--- START ---
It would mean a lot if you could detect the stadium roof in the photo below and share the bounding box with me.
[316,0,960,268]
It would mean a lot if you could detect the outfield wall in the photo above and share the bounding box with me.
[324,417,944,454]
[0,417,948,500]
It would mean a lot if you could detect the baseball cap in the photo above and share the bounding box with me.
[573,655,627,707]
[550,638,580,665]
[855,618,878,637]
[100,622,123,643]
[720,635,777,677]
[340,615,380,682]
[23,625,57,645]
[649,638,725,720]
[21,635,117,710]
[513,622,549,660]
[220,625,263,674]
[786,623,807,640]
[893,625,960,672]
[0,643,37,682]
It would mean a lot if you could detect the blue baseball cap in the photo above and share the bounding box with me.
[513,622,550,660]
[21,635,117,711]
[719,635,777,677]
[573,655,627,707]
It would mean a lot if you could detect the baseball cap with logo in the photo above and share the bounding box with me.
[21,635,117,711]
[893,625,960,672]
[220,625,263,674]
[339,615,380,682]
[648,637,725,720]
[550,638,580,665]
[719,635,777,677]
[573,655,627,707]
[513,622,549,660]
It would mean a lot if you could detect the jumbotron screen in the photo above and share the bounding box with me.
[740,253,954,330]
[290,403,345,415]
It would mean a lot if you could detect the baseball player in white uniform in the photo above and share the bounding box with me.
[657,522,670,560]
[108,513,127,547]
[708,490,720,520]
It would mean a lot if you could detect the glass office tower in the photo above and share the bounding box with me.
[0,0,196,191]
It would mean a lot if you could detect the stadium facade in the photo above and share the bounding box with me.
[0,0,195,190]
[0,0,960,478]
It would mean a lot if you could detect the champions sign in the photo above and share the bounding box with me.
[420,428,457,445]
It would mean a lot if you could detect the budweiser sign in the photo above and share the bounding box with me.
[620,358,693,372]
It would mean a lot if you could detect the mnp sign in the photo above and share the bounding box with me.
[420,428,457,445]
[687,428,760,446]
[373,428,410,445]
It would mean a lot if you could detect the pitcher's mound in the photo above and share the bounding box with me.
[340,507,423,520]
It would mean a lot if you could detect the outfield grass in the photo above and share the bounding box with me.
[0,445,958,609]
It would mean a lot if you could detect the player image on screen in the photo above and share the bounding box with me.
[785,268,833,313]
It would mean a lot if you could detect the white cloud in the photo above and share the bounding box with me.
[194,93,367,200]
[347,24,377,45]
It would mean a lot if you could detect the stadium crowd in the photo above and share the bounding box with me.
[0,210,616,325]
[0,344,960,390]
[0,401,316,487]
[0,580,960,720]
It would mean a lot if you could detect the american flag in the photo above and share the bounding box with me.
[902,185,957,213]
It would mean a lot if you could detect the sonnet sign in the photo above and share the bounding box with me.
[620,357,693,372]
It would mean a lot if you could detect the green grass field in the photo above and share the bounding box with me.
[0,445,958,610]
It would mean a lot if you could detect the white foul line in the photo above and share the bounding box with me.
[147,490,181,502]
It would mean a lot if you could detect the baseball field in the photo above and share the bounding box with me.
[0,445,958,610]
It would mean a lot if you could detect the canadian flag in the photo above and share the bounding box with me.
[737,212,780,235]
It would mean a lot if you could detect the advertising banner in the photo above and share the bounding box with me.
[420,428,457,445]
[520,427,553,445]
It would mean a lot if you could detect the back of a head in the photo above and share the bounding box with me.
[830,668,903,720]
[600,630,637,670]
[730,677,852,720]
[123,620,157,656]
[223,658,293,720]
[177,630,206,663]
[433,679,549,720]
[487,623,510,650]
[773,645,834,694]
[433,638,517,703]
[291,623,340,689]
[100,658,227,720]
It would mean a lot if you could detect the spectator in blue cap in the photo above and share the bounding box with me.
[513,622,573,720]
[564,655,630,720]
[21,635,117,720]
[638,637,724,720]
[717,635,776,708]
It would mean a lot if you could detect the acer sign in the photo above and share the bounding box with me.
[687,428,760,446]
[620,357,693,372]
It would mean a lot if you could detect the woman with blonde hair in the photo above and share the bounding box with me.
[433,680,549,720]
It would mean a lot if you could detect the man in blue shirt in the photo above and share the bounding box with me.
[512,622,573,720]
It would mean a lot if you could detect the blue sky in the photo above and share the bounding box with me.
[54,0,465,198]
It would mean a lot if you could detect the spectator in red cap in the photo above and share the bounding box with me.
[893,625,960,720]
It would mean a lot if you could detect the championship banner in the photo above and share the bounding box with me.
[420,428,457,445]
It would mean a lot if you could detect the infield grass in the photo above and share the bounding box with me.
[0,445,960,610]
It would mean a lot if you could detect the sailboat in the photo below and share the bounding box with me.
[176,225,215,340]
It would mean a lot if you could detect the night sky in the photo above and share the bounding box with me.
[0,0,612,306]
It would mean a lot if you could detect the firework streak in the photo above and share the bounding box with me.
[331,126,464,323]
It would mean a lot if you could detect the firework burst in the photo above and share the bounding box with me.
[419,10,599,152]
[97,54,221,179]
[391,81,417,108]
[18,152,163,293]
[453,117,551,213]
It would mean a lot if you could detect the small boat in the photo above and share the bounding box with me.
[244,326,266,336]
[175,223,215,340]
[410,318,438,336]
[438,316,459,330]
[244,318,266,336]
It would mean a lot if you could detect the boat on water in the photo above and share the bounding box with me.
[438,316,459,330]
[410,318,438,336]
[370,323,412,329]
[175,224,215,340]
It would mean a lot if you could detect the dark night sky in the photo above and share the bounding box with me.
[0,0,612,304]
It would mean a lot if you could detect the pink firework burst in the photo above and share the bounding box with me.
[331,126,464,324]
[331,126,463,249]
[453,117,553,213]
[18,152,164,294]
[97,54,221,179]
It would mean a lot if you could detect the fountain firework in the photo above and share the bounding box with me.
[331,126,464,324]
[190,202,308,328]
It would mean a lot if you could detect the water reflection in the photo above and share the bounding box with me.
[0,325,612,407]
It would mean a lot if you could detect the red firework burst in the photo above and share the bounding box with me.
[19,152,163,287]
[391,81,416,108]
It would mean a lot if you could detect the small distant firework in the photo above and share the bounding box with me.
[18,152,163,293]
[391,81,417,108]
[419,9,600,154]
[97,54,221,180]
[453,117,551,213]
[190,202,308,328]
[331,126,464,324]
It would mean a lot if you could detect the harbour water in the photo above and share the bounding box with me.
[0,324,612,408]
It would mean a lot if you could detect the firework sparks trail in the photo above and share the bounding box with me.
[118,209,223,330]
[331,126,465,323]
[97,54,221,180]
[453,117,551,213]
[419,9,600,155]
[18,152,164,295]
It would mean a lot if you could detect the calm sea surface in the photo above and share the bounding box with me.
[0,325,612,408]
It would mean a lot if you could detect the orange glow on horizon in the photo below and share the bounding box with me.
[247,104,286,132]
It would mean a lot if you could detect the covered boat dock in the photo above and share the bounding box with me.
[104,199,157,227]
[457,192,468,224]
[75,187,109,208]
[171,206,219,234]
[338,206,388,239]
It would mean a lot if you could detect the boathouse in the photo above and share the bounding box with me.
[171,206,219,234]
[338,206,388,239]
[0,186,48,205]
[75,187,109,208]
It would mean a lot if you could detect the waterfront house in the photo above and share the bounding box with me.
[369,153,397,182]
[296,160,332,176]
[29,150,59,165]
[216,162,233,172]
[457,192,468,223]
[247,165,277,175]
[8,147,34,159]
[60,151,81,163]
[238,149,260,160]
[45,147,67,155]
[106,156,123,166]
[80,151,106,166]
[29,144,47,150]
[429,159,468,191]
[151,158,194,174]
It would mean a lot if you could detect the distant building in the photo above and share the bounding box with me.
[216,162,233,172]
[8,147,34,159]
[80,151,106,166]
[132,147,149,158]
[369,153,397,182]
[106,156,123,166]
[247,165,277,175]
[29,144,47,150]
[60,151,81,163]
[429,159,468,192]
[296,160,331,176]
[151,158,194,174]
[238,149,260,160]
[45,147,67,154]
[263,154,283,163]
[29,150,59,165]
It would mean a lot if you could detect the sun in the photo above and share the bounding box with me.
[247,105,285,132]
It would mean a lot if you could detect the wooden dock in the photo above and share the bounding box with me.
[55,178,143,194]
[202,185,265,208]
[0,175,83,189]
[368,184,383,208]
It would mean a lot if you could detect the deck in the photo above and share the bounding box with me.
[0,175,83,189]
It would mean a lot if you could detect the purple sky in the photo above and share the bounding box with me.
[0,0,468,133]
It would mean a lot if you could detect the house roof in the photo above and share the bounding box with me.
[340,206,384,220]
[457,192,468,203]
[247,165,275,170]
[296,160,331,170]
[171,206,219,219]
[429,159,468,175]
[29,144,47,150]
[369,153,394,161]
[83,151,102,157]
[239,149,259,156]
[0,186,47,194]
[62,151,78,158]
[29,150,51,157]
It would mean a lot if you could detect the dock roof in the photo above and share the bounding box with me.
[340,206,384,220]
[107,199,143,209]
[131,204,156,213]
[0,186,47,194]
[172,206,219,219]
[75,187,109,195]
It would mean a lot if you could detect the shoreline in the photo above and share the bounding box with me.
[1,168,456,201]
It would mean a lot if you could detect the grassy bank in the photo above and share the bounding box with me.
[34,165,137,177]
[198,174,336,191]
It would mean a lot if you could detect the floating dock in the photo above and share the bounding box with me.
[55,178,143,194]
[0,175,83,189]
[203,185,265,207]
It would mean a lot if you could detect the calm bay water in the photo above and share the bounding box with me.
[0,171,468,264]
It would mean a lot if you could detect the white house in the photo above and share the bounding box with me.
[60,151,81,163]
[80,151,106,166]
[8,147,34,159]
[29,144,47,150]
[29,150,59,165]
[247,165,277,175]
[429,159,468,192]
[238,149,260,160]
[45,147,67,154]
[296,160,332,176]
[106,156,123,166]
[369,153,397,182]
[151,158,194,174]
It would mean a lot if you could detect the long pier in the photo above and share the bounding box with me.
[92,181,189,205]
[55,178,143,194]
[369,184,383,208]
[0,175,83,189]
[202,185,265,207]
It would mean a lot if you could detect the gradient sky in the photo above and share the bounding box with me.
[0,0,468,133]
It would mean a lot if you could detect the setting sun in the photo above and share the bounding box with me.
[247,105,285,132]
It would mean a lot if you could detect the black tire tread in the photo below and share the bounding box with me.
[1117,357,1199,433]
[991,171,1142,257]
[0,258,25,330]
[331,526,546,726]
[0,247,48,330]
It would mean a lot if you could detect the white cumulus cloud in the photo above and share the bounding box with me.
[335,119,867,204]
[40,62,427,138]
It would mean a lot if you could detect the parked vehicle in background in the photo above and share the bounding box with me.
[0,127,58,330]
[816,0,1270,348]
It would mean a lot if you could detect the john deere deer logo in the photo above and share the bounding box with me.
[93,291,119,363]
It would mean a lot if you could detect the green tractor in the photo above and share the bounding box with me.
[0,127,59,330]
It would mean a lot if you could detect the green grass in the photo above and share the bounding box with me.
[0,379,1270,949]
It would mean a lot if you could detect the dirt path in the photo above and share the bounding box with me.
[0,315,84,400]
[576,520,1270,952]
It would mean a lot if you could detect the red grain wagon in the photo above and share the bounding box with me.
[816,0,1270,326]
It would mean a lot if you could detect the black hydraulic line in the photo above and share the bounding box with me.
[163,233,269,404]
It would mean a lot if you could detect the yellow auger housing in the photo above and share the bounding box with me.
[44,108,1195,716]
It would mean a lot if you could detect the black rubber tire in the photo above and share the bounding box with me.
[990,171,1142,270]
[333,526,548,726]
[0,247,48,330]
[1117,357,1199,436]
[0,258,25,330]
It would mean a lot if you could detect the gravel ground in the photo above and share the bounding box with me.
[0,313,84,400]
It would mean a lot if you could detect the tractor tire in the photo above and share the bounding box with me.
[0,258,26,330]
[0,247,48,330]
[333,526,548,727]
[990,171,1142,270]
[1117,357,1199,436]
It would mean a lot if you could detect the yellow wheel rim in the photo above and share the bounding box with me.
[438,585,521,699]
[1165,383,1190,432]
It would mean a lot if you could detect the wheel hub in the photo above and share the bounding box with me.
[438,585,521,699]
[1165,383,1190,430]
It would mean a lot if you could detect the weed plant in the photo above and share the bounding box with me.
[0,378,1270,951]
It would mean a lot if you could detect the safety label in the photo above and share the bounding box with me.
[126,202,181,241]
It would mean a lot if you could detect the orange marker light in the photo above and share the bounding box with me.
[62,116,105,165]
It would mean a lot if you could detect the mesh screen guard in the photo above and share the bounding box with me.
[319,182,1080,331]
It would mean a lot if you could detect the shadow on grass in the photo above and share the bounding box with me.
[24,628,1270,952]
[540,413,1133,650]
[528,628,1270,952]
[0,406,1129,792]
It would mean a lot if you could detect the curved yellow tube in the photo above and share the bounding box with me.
--- END ---
__WHAT THE EXERCISE ASKS__. Reproduce, without any change, the lines from the rows above, starting at the line that contains "It would mean a lot if you could detect the distant" and ending at the line that contains "[29,150,51,157]". Include both end lines.

__WRITTEN RESPONSE__.
It would mean a lot if you could detect the distant building in the photo above and share the bounding box with me.
[216,162,233,172]
[8,147,34,159]
[80,151,106,166]
[132,147,149,158]
[369,153,397,182]
[106,156,123,166]
[247,165,277,175]
[29,144,47,150]
[60,151,81,163]
[429,159,468,192]
[296,160,331,176]
[151,158,194,174]
[238,149,260,160]
[45,147,67,154]
[263,154,283,163]
[29,150,59,165]
It would mean a lot if you could detect the sun in the photo above and share the bounding box with me.
[247,105,285,132]
It would mean a lot if you could detect the wooden dock in the photo above and share the bounding box with me.
[55,178,143,194]
[202,185,265,208]
[0,175,83,189]
[368,184,383,208]
It would mean a lot if you could detect the deck in the photo above and share the bounding box with me.
[0,175,83,189]
It would mean a lot if you could detect the purple sky in the photo above and share the bounding box with me.
[0,0,468,133]
It would mean a lot if you could detect the house roof in the photo above and share the bounding box with me.
[340,206,384,220]
[457,192,468,203]
[247,165,275,170]
[296,160,331,170]
[171,206,219,219]
[429,159,468,175]
[29,144,47,150]
[369,153,394,161]
[83,151,102,157]
[239,149,259,156]
[0,186,47,194]
[62,151,78,158]
[29,150,51,157]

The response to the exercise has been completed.